Extract the lines below word for word, leaving every one unchanged.

Object location annotation data:
_ _ _

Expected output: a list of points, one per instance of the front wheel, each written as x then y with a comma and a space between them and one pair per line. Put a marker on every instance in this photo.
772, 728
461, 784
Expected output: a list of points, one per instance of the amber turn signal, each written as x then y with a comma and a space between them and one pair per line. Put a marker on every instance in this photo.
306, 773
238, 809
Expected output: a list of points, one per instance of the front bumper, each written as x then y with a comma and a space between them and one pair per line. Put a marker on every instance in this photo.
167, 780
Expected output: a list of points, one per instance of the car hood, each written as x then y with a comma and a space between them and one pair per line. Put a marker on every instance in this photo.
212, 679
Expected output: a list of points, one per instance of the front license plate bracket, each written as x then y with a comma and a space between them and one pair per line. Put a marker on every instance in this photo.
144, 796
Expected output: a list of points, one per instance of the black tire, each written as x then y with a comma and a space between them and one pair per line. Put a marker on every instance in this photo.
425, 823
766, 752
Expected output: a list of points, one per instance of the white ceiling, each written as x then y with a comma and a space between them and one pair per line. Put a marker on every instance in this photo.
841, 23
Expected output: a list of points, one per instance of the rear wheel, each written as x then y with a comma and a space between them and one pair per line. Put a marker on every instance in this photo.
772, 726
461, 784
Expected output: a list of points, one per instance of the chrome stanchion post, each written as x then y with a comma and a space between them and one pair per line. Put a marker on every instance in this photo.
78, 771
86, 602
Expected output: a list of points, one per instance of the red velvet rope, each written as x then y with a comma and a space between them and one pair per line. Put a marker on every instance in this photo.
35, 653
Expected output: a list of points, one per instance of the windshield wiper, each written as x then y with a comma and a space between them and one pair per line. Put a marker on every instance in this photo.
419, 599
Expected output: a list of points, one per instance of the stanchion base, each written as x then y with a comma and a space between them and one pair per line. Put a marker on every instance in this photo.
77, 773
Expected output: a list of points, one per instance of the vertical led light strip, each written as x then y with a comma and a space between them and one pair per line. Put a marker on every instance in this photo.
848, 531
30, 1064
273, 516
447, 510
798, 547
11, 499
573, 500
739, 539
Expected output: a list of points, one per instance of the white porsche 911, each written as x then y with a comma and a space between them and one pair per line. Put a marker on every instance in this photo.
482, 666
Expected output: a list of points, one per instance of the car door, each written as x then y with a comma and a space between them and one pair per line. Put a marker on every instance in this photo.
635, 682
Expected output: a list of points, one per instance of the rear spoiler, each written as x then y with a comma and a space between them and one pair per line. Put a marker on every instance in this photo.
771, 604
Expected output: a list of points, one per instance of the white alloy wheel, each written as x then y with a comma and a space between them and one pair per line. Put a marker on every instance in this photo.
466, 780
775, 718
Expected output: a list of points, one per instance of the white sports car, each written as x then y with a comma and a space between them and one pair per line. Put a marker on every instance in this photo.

_ _ _

Exercise response
Expected output: a list of points, one per instance of the front wheel, each written as x then y with a comma and a space between them and one pair per line. Put a marker on every instance in this photo.
772, 728
461, 784
Expected output: a list of points, one per instance of the amber turn signal, each written as x then y with a comma and a space between them and one pair per line. Put a marker on every instance in this photo.
306, 773
238, 809
Expected output: a list of points, one per instance of the front bumper, each written as x then y with a comma and a space between them and one pair per line. Put a marker on every instance in this photo.
167, 780
Expected output: a list of points, one per instance of the car hood, each written as x then y with a comma and a space between them and one pair per line. Put a marker on every instance in this photo.
212, 679
Expected output: a list of points, one per instance of the front license plate bracket, each written as x then y with a comma and a space between them and one pair per line. Put a marker on every instance in this photo.
144, 796
Expected output: a list of points, one per instance of the black tire, each written as x then y with a comma and a space between them and one pair per line. Put a marker on every instance in this photo.
425, 823
766, 752
Expected output: a list of points, one per instance of the white ceiling, each written as x then y with a comma and a space between them and one pair per line. Put a marker on every instance in this photo.
841, 23
Expected output: a list of points, one per instance of the rear wheel, each written as x then y with a comma and a space between them and one pair per line. Put a marker on every instance in this photo.
772, 726
461, 784
Expected output: a list of points, one per instance of the chrome stanchion post, each written as x then y with a comma and a space between them and one pair per line. Put a marker on every instance in this photo.
78, 771
86, 602
Expected output: a list of points, one per instance of the red velvet rope, each written as x then y with a comma and a space between them and one pair per line. Put a marker on every instance in this photo.
35, 653
Expected output: a list of points, one per instance of the windshield wiper, each written as x then y with a comma and a space between them and one pair per line. Put a marker on every instance in this photo.
419, 599
Expected output: a list of points, one per instance of the stanchion base, each written as x then y with a comma and a space between them and one pair per line. Put a marker on every instance in this photo.
77, 773
Expected output: a list of points, one per instance of the vertical led light strip, each written as x then y with a comma and a space between them and one pair per line. Put a marker on every instance in this photo.
848, 531
30, 1064
273, 516
447, 510
798, 547
11, 499
573, 500
739, 539
Expected output: a list of points, one per instance of the white porsche 911, each written as x then y with a comma and a space between them and one pair per line. Put a marker on every instance in this photo.
482, 666
Expected output: a list of points, one per instance of the car door, each written as x then y with a comma and a space between them and one pair per line. Put a marker on every instance in this photo.
635, 682
Expected output: a list of points, one per instance of the rear spoiler, each written as x then y with a comma and a space between them and one pair per line. Put a marker on every instance in this photo.
771, 604
Expected output: a list of points, one per instance of the white alloy wheel, each written as x then y with a comma and a space between them and one pair per line. Put a marker on every instance in this photo.
466, 780
775, 718
Expected output: a list of points, one per instance of the white sports car, each written as x then y with a comma and a space between them and one pair per line. Put a marker on every instance in this photo.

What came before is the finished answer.